● ELENCO DEI COMPITI
(A) Elenca tutti i partiti politici nominati nel testo sul referendum per la cittadinanza.
(B) Scrivi il seguito del testo sul referendum per la cittadinanza, riprendendo dopo la sua ultima frase.

● ESTRATTO DEL TESTO
= = =
La prossima primavera accadrà che il quesito sulla riforma parziale della cittadinanza sarà l’occasione propizia perché gli italiani consegnino alle urne il giudizio che hanno maturato sui funambolismi ideologici dei progressisti. La gente non è stupida. Capirà che dietro il buonismo umanitarista si nasconde uno squallido calcolo politico. Accorciare i tempi di concessione della cittadinanza fornirebbe all’attuale minoranza un’infornata di nuovi elettori, tale da ribaltare i tradizionali esiti elettorali. Per anni il cambiamento delle norme sulla cittadinanza in senso aperturista i “compagni” lo hanno farfugliato ma non hanno mai avuto il coraggio di forzare la mano agli elettori. Eppure, nell’ultimo trentennio sono stati al timone del Paese per ben 17 anni. Avrebbero potuto cambiarla a loro piacimento la legge sulla cittadinanza. Ma non l’hanno fatto. Perché? Erano consapevoli della contrarietà della maggioranza degli italiani. Adesso ci provano. In realtà, a compiere la fuga in avanti è stata la pattuglia dei radical chic di +Europa. Il Partito democratico è stato costretto a correrle dietro per non farsi strappare di mano l’iniziativa politica come partito-guida della coalizione progressista, mentre il Movimento 5 stelle di Giuseppe Conte si è ben guardato dal firmare il quesito referendario. L’avvocato di Volturara Appula ha fiutato la trappola e cerca di tenersene lontano.
= = =
● ESTRATTO DEI DATI
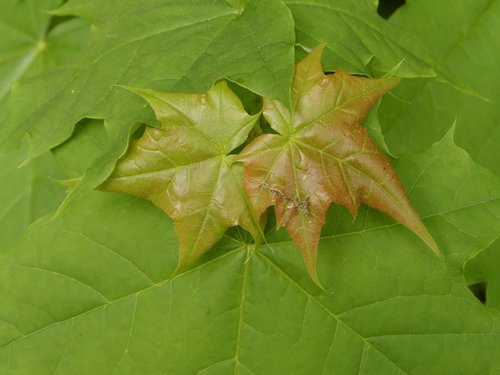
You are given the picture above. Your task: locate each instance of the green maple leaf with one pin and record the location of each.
(185, 167)
(323, 155)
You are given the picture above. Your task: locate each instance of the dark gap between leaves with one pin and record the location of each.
(386, 8)
(479, 291)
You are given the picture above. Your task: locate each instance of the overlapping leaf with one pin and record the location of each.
(321, 155)
(91, 292)
(184, 167)
(182, 45)
(469, 49)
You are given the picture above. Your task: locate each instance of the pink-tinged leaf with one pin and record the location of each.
(323, 155)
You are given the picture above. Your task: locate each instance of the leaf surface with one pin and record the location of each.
(29, 45)
(179, 45)
(185, 167)
(357, 39)
(80, 298)
(321, 155)
(468, 50)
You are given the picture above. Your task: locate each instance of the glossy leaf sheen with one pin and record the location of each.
(184, 167)
(321, 155)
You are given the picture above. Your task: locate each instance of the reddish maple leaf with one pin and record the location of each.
(322, 155)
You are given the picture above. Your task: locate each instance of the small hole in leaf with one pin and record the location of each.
(138, 132)
(479, 291)
(387, 7)
(57, 20)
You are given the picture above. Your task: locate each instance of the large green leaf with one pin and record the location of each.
(181, 45)
(357, 39)
(422, 110)
(29, 44)
(26, 193)
(91, 292)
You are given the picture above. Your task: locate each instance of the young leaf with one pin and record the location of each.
(184, 167)
(323, 155)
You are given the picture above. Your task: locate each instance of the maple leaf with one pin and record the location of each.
= = =
● RISPOSTE PER COMPITO
(A)
+Europa
Partito democratico
Movimento 5 stelle

(B)
Già, perché il risvolto della medaglia è pesante da reggere. Una bocciatura nelle urne si tradurrebbe in una totale sconfessione del riposizionamento strategico della sinistra verso obiettivi individuati per intero all’interno della realtà consumistica della società postindustriale. La sinistra, che da marxista e anticapitalista si è ritrovata a rappresentare le istanze liberal e progressiste di una borghesia interessata al consolidamento dello status quo perché appagata dalla propria condizione economica e sociale, vive un dramma senza fine. In assenza di una visione del futuro del mondo, dell’individuo e dei rapporti di produzione che sostituisse il progetto di riorganizzazione radicale della società di cui era portatrice l’obsoleta ideologia comunista, è passata dalla difesa dei diritti sociali dei lavoratori al sostegno incondizionato alla battaglia per l’estremizzazione delle libertà civili iscritte nel Dna della borghesia. Tuttavia, il salto di specie ideologica reca un rischio troppo grande da correre in un Paese che nel suo sentire profondo non ha tagliato i ponti con l’apparato etico-valoriale della tradizione cristiano-conservatrice.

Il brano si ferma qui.